New Lawsuit Challenges Unconstitutional Oklahoma Abortion Restrictions
Law Threatens to Reduce Access to Safe, Legal Abortion in Region Already Devastated by Similar Restrictions
(PRESS RELEASE) The Center for Reproductive Rights filed a new lawsuit in state court today challenging an Oklahoma law signed by Governor Mary Fallin in May which mimics other laws passed in the region specifically designed to shutter reproductive health clinics.
Filed just two days after another lawsuit challenging the state’s unconstitutional restrictions on medication abortion, today’s suit—filed on behalf of a physician who provides nearly half of the abortion services in the state— seeks to block Senate Bill 1848, a measure that would force reproductive health care clinics to have a physician with admitting privileges at a local hospital on-site during days abortion procedures are performed.
Admitting privileges requirements like Oklahoma’s are opposed by national and state medical groups and have devastated access to abortion services throughout the South. Scores of clinics have been forced to close in Texas, with clinics in Mississippi and Alabama hanging on by a court order. Admitting privileges are not necessary for the treatment of the fewer than 1 percent of abortion patients who experience complications requiring hospital treatment and they can also be impossible to satisfy because of hospitals’ inclination to deny admitting privileges to abortion providers for reasons not related to the doctors’ qualifications.
Said Nancy Northup, president and CEO of the Center for Reproductive Rights:
“The relentless attacks by Oklahoma politicians on women’s health care and rights under the U.S. and Oklahoma Constitutions must be stopped.
“This latest restriction on abortion, like all the others that have been passed by this legislature and subsequently blocked by the courts, reflects nothing more than a single-minded obsession with shutting down the clinics that offer safe, legal care to women who have made the decision to end a pregnancy.
“Oklahoma women now face ever-shrinking access to essential health care in a region already devastated by similar restrictions. With their options rapidly disappearing, women will soon have few places left to turn when they need to end a pregnancy safely and legally.
“Legal challenges to laws like this have exposed the disingenuousness of the politicians who claim they are about protecting women’s health and safety. We are confident this court will see through the pretense and block this law before it damages the health and rights of Oklahoma women.”
Ilene Jaroslaw, Janet Crepps, and Genevieve Scott of the Center for Reproductive Rights, along with Blake Patton of Walding &, Patton and Martha Hardwick of Hardwick Law Office, filed today’s suit in the District Court of Oklahoma County on behalf of Larry A. Burns, D.O.—a physician with over 41 years of experience providing safe abortion care in Norman, Oklahoma. Dr. Burns has been unable to obtain privileges at any of the 16 qualifying hospitals within 30 miles of his office, with many hospitals even refusing to process his application. Dr. Burns is one of only three abortion providers in the state and provides nearly half of abortion services for Oklahoma women.

→ SOURCE INFORMATION
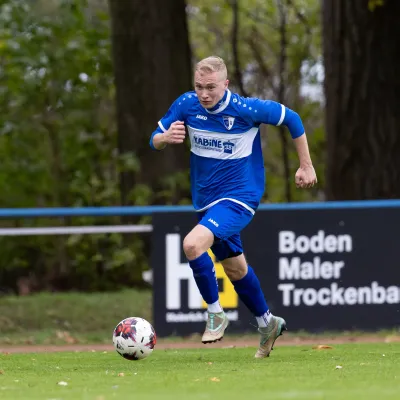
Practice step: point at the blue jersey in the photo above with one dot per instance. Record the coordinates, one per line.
(226, 156)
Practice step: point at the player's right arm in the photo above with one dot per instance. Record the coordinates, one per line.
(171, 128)
(174, 135)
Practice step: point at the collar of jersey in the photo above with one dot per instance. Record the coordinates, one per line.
(220, 106)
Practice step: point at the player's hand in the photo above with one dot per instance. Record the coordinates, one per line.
(305, 177)
(176, 133)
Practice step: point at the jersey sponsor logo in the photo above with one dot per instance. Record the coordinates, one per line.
(228, 122)
(209, 143)
(203, 117)
(228, 147)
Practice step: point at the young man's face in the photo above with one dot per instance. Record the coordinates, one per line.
(209, 87)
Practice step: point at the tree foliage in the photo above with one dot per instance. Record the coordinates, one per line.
(59, 144)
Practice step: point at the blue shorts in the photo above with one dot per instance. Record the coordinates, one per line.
(226, 220)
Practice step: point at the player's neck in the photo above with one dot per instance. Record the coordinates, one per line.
(221, 100)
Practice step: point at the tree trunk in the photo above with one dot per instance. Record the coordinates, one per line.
(152, 65)
(362, 86)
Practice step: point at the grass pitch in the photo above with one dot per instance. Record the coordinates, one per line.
(368, 371)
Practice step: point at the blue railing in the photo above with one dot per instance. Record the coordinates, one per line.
(149, 210)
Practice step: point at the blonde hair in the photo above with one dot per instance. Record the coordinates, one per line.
(212, 64)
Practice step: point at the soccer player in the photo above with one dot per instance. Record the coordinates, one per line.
(227, 183)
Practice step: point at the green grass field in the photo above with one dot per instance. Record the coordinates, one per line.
(369, 371)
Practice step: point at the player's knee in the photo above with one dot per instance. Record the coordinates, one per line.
(234, 270)
(191, 248)
(234, 275)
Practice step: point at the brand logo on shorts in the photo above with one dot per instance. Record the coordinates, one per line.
(213, 222)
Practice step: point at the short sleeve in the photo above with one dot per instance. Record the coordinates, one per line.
(264, 111)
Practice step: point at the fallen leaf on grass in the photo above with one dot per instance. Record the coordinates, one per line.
(322, 347)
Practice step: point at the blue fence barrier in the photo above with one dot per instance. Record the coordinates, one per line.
(149, 210)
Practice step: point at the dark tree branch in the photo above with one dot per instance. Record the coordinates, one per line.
(235, 50)
(281, 94)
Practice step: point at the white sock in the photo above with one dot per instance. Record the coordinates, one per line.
(215, 307)
(264, 319)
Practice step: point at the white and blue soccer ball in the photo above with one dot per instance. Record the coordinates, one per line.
(134, 338)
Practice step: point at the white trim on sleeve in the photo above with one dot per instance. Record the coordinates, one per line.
(282, 115)
(161, 126)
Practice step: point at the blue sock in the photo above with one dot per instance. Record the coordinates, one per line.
(204, 275)
(249, 290)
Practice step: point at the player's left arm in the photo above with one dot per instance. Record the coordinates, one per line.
(273, 113)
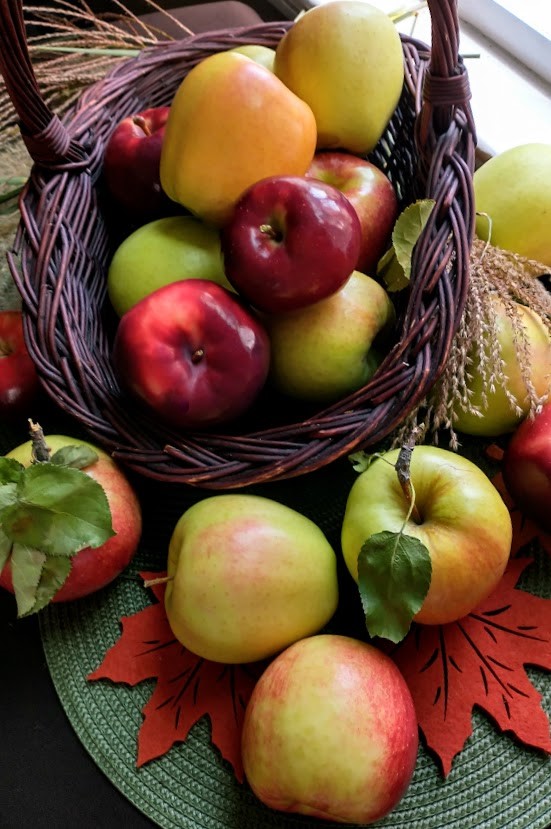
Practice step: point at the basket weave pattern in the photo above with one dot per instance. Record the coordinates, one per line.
(63, 246)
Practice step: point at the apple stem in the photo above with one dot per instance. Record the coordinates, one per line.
(159, 580)
(403, 471)
(40, 452)
(142, 124)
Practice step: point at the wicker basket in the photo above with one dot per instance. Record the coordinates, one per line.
(63, 246)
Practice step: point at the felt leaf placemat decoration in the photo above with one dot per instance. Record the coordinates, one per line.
(187, 686)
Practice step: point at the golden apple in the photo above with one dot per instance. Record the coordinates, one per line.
(513, 189)
(345, 59)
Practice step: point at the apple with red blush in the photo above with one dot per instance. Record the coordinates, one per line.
(131, 165)
(76, 550)
(193, 353)
(18, 378)
(330, 731)
(372, 195)
(290, 242)
(526, 467)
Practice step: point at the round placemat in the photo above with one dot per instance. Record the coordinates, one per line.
(495, 782)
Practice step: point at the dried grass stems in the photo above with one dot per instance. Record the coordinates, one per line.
(497, 277)
(62, 75)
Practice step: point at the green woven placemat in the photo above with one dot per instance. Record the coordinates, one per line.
(495, 783)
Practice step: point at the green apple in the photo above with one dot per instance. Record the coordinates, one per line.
(512, 188)
(332, 347)
(160, 252)
(497, 415)
(247, 577)
(464, 525)
(345, 59)
(261, 54)
(330, 731)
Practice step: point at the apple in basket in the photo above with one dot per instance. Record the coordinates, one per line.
(526, 467)
(331, 348)
(330, 731)
(162, 251)
(71, 520)
(372, 195)
(246, 577)
(290, 241)
(193, 353)
(132, 161)
(18, 378)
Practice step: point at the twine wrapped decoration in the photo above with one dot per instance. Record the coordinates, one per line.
(64, 243)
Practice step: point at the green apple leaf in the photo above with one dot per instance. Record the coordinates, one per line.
(5, 549)
(26, 569)
(394, 573)
(395, 265)
(59, 510)
(75, 456)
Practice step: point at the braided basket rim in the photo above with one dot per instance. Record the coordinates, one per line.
(56, 305)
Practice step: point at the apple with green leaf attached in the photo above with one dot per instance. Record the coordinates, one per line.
(433, 556)
(247, 576)
(372, 195)
(70, 520)
(330, 731)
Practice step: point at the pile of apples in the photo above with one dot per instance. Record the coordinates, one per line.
(258, 223)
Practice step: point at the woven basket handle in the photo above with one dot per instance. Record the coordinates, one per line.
(446, 83)
(46, 138)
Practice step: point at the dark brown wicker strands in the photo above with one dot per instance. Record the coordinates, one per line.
(63, 245)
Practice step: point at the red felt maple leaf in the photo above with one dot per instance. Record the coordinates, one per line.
(187, 687)
(480, 661)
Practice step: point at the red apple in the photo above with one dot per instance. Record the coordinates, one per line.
(290, 242)
(18, 378)
(131, 164)
(94, 568)
(193, 353)
(330, 731)
(372, 195)
(526, 467)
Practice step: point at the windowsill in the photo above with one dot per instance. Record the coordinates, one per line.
(511, 105)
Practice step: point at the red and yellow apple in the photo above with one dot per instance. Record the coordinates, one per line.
(330, 731)
(247, 576)
(333, 347)
(372, 195)
(231, 123)
(464, 525)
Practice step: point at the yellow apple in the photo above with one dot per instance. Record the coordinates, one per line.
(330, 348)
(497, 415)
(261, 54)
(345, 59)
(464, 525)
(231, 123)
(248, 576)
(160, 252)
(513, 189)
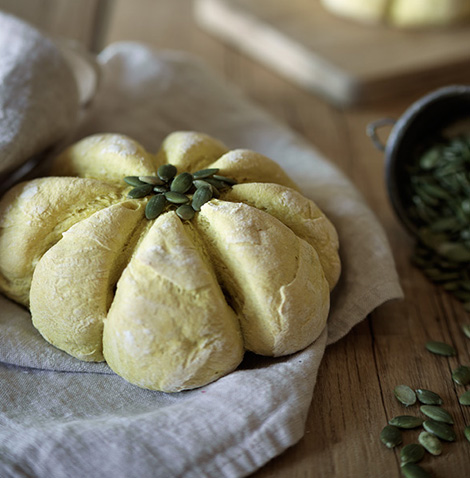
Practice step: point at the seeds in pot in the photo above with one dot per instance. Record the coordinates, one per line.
(156, 181)
(405, 395)
(205, 173)
(437, 413)
(140, 191)
(155, 206)
(441, 430)
(166, 172)
(412, 470)
(461, 375)
(201, 196)
(464, 399)
(406, 421)
(133, 181)
(412, 453)
(176, 198)
(440, 348)
(182, 183)
(428, 397)
(390, 436)
(185, 212)
(431, 443)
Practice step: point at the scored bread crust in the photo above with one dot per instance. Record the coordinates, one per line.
(169, 304)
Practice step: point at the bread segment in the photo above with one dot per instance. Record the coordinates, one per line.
(169, 327)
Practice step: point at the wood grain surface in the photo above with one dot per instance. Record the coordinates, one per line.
(353, 397)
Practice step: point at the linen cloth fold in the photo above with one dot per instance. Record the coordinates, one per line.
(60, 417)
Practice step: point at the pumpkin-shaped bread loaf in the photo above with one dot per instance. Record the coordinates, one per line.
(169, 279)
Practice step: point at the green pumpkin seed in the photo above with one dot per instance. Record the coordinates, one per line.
(427, 397)
(182, 183)
(200, 197)
(155, 206)
(166, 172)
(461, 375)
(440, 348)
(185, 212)
(431, 443)
(412, 470)
(441, 430)
(412, 453)
(405, 395)
(133, 181)
(140, 191)
(406, 421)
(390, 436)
(437, 413)
(205, 173)
(464, 399)
(176, 198)
(156, 181)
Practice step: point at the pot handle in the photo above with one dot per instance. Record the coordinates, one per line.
(372, 128)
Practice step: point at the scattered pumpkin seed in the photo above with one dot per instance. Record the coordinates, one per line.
(440, 348)
(428, 397)
(133, 181)
(412, 470)
(390, 436)
(155, 206)
(464, 399)
(441, 430)
(140, 191)
(412, 453)
(431, 443)
(166, 172)
(205, 173)
(201, 196)
(176, 198)
(437, 413)
(406, 421)
(182, 183)
(461, 375)
(185, 212)
(405, 395)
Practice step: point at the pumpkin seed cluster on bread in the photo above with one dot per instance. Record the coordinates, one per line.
(171, 301)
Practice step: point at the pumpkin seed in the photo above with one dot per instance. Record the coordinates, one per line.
(156, 181)
(140, 191)
(390, 436)
(412, 453)
(437, 413)
(176, 198)
(205, 173)
(166, 172)
(182, 183)
(461, 375)
(201, 196)
(427, 397)
(406, 421)
(440, 348)
(431, 443)
(412, 470)
(133, 181)
(441, 430)
(464, 399)
(405, 395)
(185, 212)
(155, 206)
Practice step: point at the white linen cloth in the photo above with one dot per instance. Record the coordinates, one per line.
(60, 417)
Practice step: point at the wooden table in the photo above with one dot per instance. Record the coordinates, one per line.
(354, 393)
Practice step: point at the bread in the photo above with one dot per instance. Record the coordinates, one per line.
(170, 304)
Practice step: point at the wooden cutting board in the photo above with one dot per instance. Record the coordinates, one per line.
(347, 62)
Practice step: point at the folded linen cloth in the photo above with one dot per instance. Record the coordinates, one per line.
(60, 417)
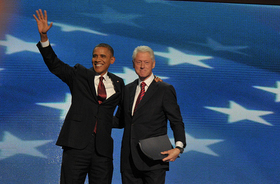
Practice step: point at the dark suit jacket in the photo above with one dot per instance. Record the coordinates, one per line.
(85, 110)
(149, 120)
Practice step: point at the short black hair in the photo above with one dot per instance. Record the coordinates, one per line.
(106, 46)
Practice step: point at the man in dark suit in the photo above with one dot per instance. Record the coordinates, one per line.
(86, 133)
(147, 119)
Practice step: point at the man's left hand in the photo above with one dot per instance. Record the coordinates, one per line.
(172, 155)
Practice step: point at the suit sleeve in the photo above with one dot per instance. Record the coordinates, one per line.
(173, 113)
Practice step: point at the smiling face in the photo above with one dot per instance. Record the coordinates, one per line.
(101, 60)
(143, 65)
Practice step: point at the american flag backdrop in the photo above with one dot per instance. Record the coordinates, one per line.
(222, 59)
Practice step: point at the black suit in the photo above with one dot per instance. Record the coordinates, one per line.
(85, 110)
(149, 120)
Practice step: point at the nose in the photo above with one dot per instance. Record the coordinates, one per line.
(142, 65)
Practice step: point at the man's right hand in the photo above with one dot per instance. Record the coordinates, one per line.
(42, 23)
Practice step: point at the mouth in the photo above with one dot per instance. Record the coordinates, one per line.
(98, 64)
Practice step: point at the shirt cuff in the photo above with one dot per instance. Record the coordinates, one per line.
(45, 44)
(179, 144)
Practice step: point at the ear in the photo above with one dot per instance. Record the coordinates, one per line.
(154, 64)
(112, 60)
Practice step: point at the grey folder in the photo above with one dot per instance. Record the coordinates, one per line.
(152, 147)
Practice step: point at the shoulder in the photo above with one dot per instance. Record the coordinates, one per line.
(115, 78)
(134, 83)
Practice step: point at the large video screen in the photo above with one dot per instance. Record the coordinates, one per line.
(222, 58)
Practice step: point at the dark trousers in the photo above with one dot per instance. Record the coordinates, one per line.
(132, 175)
(76, 164)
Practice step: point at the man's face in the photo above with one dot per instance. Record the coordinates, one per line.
(143, 65)
(101, 60)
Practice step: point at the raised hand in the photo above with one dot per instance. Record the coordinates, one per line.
(42, 21)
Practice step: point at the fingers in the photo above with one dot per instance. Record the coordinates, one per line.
(40, 15)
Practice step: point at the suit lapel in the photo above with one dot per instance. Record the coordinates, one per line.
(116, 82)
(132, 90)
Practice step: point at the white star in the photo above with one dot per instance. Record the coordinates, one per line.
(129, 75)
(15, 45)
(176, 57)
(68, 28)
(110, 16)
(12, 145)
(238, 113)
(63, 106)
(200, 145)
(216, 46)
(276, 90)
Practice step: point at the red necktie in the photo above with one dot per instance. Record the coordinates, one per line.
(141, 94)
(101, 91)
(101, 95)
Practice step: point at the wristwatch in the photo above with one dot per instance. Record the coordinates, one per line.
(181, 149)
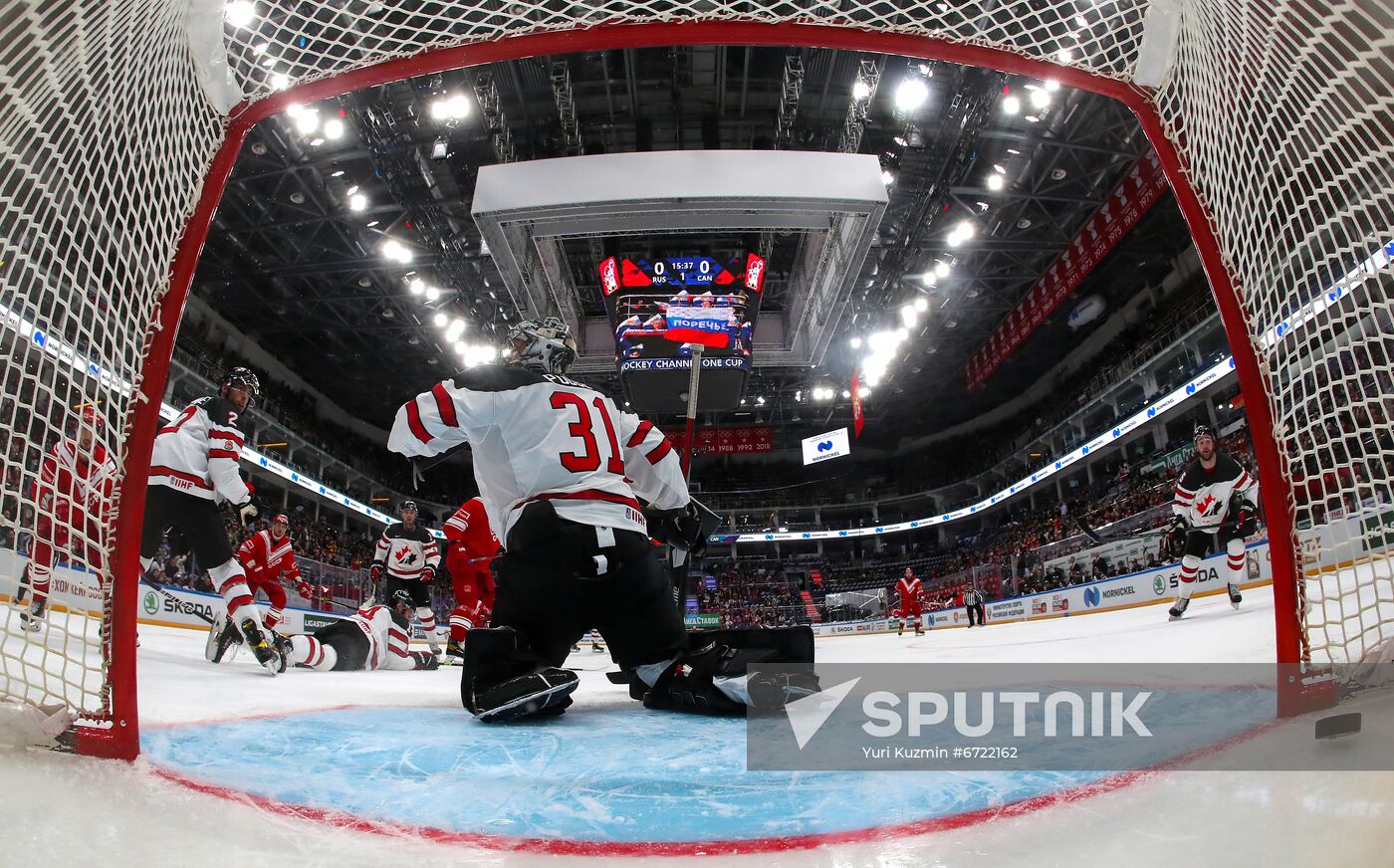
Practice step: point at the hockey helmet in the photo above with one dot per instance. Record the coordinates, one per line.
(544, 345)
(244, 379)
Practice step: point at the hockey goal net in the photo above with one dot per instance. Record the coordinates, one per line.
(118, 122)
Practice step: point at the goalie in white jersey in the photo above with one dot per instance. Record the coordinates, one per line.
(561, 470)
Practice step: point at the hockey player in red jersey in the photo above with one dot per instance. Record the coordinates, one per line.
(268, 558)
(470, 547)
(561, 470)
(72, 494)
(192, 470)
(910, 600)
(1216, 505)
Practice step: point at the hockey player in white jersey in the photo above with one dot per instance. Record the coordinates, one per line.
(375, 637)
(192, 470)
(1216, 505)
(561, 470)
(407, 558)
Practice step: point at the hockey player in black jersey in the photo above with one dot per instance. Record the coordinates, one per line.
(192, 470)
(407, 557)
(1216, 505)
(561, 470)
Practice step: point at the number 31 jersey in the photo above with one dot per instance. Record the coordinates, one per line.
(546, 438)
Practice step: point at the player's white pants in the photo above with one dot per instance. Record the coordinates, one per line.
(309, 651)
(1233, 568)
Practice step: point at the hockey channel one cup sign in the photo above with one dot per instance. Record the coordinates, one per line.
(1055, 718)
(664, 310)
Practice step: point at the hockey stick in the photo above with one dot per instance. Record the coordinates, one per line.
(178, 605)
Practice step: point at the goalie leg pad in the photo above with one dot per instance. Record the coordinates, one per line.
(714, 677)
(502, 679)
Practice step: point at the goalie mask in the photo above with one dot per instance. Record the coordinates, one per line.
(544, 345)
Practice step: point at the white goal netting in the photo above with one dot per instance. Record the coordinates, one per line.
(112, 111)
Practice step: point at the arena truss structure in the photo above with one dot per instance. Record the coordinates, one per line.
(121, 120)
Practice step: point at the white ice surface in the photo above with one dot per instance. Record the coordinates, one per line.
(60, 809)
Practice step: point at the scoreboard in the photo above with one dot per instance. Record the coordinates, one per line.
(662, 309)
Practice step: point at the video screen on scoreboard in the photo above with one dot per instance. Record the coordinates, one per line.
(665, 309)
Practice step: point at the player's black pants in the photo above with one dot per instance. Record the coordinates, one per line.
(348, 642)
(418, 589)
(198, 520)
(546, 596)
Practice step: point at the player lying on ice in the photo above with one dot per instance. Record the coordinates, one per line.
(561, 471)
(375, 637)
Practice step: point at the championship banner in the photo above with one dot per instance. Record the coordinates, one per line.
(725, 440)
(1119, 212)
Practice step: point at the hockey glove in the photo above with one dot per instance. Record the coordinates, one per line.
(248, 512)
(1174, 542)
(1245, 519)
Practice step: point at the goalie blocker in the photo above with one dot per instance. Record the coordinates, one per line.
(561, 577)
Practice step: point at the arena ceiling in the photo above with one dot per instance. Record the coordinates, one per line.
(335, 211)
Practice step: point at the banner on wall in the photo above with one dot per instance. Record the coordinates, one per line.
(1114, 219)
(725, 440)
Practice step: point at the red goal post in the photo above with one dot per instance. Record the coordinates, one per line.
(1268, 122)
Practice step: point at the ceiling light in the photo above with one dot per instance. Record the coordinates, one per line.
(912, 94)
(240, 13)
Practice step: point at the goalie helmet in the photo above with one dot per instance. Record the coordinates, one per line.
(544, 345)
(244, 379)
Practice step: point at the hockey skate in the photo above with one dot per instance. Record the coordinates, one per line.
(222, 637)
(262, 648)
(32, 617)
(543, 693)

→ TASK INSTRUCTIONS
1. Duplicate the Oklahoma abortion lawsuit press release word for word, starting with "New Lawsuit Challenges" and going on through "reproductive health clinics.".
2. In the Oklahoma abortion lawsuit press release, who are all the people named as filing today's suit in the District Court of Oklahoma County?
3. Resume the Oklahoma abortion lawsuit press release after its final sentence.

→ SOLVED PROBLEMS
1.
New Lawsuit Challenges Unconstitutional Oklahoma Abortion Restrictions
Law Threatens to Reduce Access to Safe, Legal Abortion in Region Already Devastated by Similar Restrictions
(PRESS RELEASE) The Center for Reproductive Rights filed a new lawsuit in state court today challenging an Oklahoma law signed by Governor Mary Fallin in May which mimics other laws passed in the region specifically designed to shutter reproductive health clinics.

2.
Ilene Jaroslaw
Janet Crepps
Genevieve Scott
Blake Patton
Martha Hardwick

3.
With this law, Oklahoma joined the ranks of other states that have attempted to use admitting privileges requirements as an underhanded way to shutter high-quality clinics and severely limit women’s access to abortion services. Women’s health care providers and advocates are currently involved in two challenges to Texas’ unconstitutional admitting privileges requirement which has already closed health centers across the state while the last clinic in Mississippi is fighting to keep its doors open. A similar law in Alabama was recently found unconstitutional and Wisconsin’s admitting privileges requirement has been preliminarily blocked.
Major medical groups oppose laws like Oklahoma’s that require hospital admitting privileges for physicians providing abortion services. In an amicus brief filed in the challenge to Texas’ admitting privileges requirement, the American Medical Association (AMA) and the American Congress of Obstetricians and Gynecologists (ACOG) write that the law “jeopardizes women’s health,” and does “nothing to protect the health of women.” Medical experts confirm that legal abortion care in the U.S. is extremely safe, with fewer than 1% of patients requiring treatment at a hospital. The Oklahoma State Medical Association opposed Senate Bill 1848 because it “would result in the Legislature and unelected bureaucrats at the Department of Health interfering in the physician/patient relationship and crafting more burdensome regulations that . . . may not reflect medical science or the best interest of the patient.”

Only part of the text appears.